■ EXTRACT TO READ
* * *
Rule: ``build_yield_calibration`` in ``workflow/rules/crops.smk``.
Script: ``workflow/scripts/build_yield_calibration.py``.

Seed Reservation
----------------

Per growing cycle, a fraction of harvested mass is reserved as seed for the next planting and never reaches the crop bus. The model deducts this on the production side as a yield haircut:

.. math::

   \text{post-seed yield} = \text{yield} \times \left(1 - \text{seed\_share}\right), \qquad
   \text{seed\_share} = \min\!\left(\frac{\text{seed\_kg\_per\_ha}}{1000 \cdot \text{yield\_t\_per\_ha}},\; 0.5\right).

Sowing rates are looked up per crop in :file:`data/curated/seed_rates.csv` and combined with the per-(country, region, class, water) yield. This makes the seed share country-specific by construction: low-yield countries reserve a larger fraction of the harvest. The deduction is applied uniformly to single-crop and multi-crop links (``workflow/scripts/build_model/crops.py``).

The seed share is **separate** from food-loss-and-waste accounting; FLW only handles supply-chain and consumer-side losses applied at the food bus. Coverage of every configured crop is enforced by ``workflow.validation.seed_rates`` so a missing row triggers a startup error rather than a silent zero.

Annualisation conventions encoded in the table:

* **Multi-year crops** (alfalfa, sugarcane): the establishment-year sowing rate is divided by typical stand life so that a fixed annual deduction does not over-count seed.
* **Vegetatively propagated crops** (cassava, sweet-potato, banana): zero, because cuttings come from above-ground biomass that FAOSTAT does not book under the Seed element.
* **Perennials** (oil-palm, olive, mango, citrus, coconut, cocoa, coffee, tea): zero, no annual seed reservation.

Sowing rates are drawn from agronomy literature; one row (`biomass-sorghum`) is explicitly marked ``ASSUMED`` because no global review was found at the time of compilation. The full table is reproduced below for spot-checking; each row carries its source description and (where available) a URL.

Mango uses its own GAEZ v5 RES05 yield, suitability, and water-deficit rasters,
but GAEZ v5 does not currently provide mango RES02 growing-season start/length
rasters. The workflow therefore uses citrus as an explicit RES02 calendar
fallback via ``data/curated/gaez_crop_code_mapping.csv`` while keeping mango's
own output filenames and downstream crop identity.
* * *
■ TASK SET
- A) In the seed reservation documentation, what upper bound does the formula place on the seed share?
- B) Substitute "image" for "photograph" in the listing, leaving everything else unchanged, from the start of the listing through the line that contains "column 224, row 64". Omit the pictures from your reply.
* * *
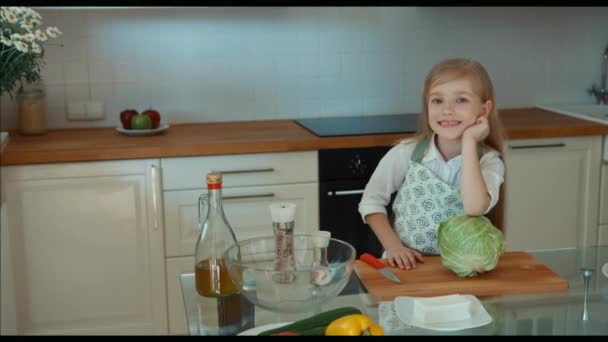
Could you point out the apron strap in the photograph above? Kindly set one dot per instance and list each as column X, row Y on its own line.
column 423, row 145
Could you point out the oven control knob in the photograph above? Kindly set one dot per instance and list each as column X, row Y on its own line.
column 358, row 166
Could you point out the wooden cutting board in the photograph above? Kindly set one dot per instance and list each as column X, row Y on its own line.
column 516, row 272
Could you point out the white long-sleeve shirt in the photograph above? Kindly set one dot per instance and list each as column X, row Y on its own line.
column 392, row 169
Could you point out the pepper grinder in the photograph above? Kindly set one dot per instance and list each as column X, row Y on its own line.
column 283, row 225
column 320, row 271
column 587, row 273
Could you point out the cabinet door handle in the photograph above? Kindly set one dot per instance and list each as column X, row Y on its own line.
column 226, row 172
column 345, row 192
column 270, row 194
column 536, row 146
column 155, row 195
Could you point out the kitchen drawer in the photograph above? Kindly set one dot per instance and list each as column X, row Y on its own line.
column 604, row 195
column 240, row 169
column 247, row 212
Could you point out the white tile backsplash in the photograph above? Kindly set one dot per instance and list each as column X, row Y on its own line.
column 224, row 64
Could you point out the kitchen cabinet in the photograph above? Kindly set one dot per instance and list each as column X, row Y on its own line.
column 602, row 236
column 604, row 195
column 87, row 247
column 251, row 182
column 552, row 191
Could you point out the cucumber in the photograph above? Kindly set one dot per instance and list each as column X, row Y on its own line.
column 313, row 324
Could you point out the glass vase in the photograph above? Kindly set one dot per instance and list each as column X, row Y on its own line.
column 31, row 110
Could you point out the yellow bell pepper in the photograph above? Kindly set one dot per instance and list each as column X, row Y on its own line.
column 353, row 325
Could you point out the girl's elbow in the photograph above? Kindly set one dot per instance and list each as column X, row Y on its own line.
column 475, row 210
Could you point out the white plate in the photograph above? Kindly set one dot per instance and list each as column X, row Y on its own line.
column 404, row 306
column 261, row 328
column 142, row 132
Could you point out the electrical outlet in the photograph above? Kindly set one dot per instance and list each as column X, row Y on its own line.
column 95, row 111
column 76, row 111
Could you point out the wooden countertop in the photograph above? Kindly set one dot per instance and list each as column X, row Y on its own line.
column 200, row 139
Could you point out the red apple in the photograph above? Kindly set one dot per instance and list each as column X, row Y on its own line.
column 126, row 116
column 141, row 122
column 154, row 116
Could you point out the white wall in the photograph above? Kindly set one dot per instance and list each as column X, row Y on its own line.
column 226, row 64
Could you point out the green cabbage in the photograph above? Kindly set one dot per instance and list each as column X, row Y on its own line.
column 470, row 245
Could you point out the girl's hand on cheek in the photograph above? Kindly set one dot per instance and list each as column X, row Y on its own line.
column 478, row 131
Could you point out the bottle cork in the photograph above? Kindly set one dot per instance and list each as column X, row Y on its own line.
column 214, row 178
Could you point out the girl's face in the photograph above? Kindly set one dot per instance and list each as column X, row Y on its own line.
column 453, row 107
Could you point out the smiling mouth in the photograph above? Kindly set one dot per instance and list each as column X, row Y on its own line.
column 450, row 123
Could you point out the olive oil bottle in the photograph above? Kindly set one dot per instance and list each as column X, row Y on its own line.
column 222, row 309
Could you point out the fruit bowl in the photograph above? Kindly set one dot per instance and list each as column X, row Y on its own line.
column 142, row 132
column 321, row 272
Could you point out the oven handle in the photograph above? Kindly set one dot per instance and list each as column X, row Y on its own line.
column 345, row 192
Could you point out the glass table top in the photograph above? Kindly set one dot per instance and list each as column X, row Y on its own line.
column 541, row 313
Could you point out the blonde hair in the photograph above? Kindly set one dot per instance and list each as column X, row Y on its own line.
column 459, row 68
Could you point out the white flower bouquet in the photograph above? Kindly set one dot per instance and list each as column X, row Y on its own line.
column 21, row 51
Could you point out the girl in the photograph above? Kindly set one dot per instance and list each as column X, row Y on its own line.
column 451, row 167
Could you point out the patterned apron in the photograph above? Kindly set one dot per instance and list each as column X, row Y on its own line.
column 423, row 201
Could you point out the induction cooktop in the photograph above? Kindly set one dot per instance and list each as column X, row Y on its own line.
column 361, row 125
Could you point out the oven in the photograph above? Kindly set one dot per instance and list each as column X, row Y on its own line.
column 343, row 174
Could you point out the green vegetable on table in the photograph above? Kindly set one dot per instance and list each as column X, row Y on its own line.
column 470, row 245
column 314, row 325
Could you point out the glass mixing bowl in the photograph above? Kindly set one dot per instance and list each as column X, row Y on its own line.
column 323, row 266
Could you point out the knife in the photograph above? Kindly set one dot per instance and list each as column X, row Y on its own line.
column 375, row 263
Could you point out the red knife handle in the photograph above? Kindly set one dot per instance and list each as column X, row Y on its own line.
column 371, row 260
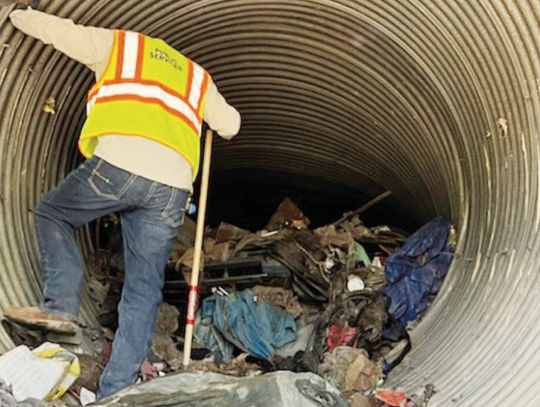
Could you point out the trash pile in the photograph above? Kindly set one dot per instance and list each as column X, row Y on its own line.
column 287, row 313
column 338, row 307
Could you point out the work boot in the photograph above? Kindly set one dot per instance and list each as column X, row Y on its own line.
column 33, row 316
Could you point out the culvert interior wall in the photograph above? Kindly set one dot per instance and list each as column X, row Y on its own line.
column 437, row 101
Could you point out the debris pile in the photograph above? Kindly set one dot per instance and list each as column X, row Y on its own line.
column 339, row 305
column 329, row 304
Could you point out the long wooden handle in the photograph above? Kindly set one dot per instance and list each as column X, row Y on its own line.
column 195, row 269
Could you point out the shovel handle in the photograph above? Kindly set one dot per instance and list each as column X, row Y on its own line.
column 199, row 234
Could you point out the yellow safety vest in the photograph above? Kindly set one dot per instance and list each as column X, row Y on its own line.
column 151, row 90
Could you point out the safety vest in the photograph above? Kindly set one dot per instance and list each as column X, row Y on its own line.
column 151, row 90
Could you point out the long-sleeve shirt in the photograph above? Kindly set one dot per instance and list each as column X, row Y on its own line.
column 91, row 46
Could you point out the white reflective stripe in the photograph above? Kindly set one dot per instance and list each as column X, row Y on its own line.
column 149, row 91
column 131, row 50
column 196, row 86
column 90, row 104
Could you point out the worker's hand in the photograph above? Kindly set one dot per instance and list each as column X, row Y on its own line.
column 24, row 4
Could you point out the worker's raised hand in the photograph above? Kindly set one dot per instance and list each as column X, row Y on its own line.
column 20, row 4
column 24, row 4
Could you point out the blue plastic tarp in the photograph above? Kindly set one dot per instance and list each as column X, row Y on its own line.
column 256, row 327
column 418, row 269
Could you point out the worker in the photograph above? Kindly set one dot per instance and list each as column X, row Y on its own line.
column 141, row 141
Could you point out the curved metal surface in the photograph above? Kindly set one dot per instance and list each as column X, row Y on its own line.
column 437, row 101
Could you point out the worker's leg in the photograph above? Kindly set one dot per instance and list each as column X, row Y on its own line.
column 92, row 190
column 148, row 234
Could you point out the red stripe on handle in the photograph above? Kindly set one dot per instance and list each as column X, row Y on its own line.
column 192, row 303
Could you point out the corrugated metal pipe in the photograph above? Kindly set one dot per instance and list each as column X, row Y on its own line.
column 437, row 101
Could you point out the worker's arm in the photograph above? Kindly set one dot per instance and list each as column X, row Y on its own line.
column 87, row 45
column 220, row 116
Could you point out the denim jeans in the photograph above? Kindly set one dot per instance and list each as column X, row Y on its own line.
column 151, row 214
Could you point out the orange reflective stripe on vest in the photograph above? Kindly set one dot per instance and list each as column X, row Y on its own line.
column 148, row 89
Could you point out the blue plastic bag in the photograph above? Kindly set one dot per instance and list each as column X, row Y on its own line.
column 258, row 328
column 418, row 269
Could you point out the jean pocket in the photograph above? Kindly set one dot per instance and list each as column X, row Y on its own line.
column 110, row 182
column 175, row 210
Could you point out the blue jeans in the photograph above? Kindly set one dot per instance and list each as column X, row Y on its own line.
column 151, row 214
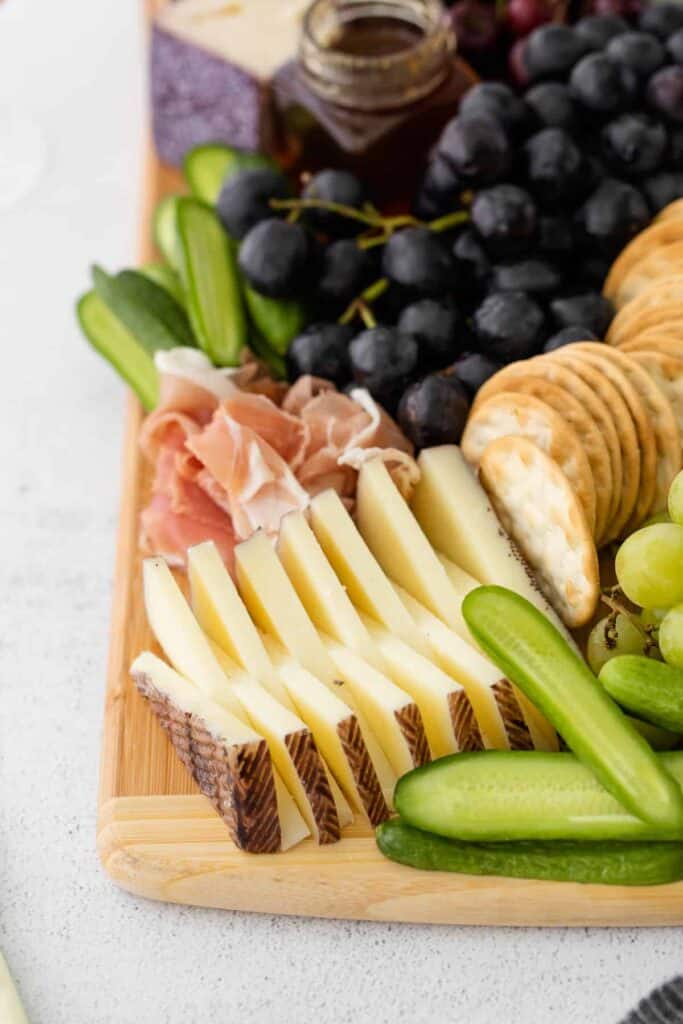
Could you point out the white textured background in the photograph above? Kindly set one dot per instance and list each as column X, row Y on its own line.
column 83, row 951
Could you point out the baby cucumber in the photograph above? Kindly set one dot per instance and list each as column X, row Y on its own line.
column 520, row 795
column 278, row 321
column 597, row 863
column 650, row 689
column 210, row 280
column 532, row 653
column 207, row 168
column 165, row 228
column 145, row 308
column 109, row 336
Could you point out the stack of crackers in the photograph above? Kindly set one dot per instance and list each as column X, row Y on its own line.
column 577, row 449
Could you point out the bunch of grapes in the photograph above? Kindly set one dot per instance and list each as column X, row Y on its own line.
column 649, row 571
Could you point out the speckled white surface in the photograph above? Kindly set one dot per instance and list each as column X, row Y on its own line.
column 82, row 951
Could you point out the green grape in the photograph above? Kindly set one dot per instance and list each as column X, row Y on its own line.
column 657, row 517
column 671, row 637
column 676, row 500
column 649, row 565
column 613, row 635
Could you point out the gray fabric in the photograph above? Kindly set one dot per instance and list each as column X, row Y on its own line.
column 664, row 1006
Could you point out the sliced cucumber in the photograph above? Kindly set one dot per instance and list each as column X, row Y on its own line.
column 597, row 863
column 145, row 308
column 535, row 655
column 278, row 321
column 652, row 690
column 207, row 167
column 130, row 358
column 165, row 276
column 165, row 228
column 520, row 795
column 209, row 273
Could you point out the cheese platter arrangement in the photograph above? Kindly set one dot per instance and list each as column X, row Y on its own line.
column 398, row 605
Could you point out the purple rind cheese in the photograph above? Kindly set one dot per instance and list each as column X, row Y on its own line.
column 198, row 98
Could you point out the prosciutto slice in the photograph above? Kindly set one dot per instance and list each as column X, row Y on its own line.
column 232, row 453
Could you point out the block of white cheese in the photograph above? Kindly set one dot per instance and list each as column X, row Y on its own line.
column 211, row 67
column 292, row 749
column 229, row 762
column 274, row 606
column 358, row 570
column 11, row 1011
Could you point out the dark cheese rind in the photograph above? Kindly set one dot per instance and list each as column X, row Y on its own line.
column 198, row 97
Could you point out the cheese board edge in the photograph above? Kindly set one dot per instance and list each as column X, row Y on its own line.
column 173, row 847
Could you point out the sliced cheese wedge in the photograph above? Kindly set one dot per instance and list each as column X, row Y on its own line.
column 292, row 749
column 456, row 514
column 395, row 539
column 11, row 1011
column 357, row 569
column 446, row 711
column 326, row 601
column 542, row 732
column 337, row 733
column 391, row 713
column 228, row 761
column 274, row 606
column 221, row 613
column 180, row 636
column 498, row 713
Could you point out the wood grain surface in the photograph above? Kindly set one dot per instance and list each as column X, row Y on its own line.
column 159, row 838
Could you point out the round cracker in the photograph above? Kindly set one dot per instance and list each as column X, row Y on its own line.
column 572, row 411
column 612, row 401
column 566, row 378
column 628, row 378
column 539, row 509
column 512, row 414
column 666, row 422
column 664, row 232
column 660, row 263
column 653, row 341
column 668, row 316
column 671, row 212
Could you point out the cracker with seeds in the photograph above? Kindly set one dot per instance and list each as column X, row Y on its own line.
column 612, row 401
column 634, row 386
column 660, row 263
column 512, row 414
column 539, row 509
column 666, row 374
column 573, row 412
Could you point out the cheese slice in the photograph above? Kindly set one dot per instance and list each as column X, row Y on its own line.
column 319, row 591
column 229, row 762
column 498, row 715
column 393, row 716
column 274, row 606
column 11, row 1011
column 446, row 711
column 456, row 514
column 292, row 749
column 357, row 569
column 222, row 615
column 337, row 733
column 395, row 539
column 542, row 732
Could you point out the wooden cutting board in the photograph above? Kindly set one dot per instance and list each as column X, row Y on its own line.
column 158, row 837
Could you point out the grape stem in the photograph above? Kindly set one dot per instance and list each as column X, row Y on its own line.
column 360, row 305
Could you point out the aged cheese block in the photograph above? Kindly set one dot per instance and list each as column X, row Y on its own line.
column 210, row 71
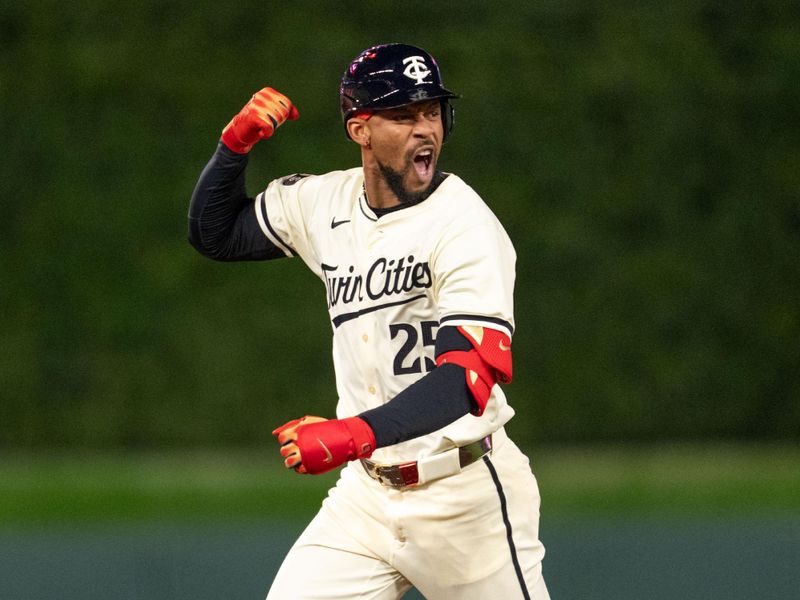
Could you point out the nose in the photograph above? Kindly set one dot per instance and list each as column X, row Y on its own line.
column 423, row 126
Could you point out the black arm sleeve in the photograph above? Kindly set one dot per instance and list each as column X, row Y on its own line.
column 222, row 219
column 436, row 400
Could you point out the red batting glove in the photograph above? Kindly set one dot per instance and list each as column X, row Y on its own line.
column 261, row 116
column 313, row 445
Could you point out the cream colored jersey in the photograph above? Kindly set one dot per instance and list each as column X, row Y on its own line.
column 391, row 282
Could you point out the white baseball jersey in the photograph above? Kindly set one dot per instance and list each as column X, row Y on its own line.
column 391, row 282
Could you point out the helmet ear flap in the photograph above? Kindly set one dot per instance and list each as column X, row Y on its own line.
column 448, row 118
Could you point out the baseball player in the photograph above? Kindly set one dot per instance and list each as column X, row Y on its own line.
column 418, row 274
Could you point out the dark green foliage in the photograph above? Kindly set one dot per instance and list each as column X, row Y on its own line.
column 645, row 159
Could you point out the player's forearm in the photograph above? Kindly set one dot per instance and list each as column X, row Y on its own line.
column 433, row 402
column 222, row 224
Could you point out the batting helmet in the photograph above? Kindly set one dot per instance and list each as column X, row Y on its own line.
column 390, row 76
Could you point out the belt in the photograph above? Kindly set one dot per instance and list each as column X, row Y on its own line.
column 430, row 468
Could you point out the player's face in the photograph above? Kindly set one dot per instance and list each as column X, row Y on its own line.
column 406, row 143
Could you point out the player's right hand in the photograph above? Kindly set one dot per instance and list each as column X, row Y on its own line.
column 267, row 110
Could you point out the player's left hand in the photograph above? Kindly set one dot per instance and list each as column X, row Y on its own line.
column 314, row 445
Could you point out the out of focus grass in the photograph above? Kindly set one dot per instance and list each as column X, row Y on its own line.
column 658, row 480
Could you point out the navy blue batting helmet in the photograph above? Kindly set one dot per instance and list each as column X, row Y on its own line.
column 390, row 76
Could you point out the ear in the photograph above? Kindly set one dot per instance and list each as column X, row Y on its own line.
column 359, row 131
* * *
■ RESULTS FOR THE EXERCISE
- A) 0.5

- B)
Could you point out the apron strap in the image above? Kindly set one dot per instance and list each as column X, row Y on its own line.
column 423, row 145
Could you point out the oven control knob in the image above? Kindly set one dot per instance and list each as column X, row Y on its own line.
column 358, row 166
Could you point out the wooden cutting board in the image above? Kindly set one dot per instance and list each as column X, row Y on its own line.
column 516, row 272
Could you point out the white long-sleeve shirt in the image above? Kindly set one dot per instance and list each as column X, row Y on its own line.
column 392, row 169
Could you point out the pepper grinder in the image above? Kindly set one dot per instance and list each as column X, row Y on its own line.
column 283, row 225
column 320, row 271
column 587, row 273
Could you point out the cabinet door handle in the image above? Kindly set one dot per instance and list each as column X, row Y on its own line.
column 226, row 172
column 345, row 192
column 270, row 194
column 536, row 146
column 155, row 195
Could you point out the kitchen drawer in the image above? Kindly set one dot per instance and list each as column X, row Y on its own line.
column 604, row 195
column 240, row 169
column 247, row 212
Could you point out the white tile backsplash in the image above? Kindly set one dot per instance and list each as column X, row Y on its own line.
column 224, row 64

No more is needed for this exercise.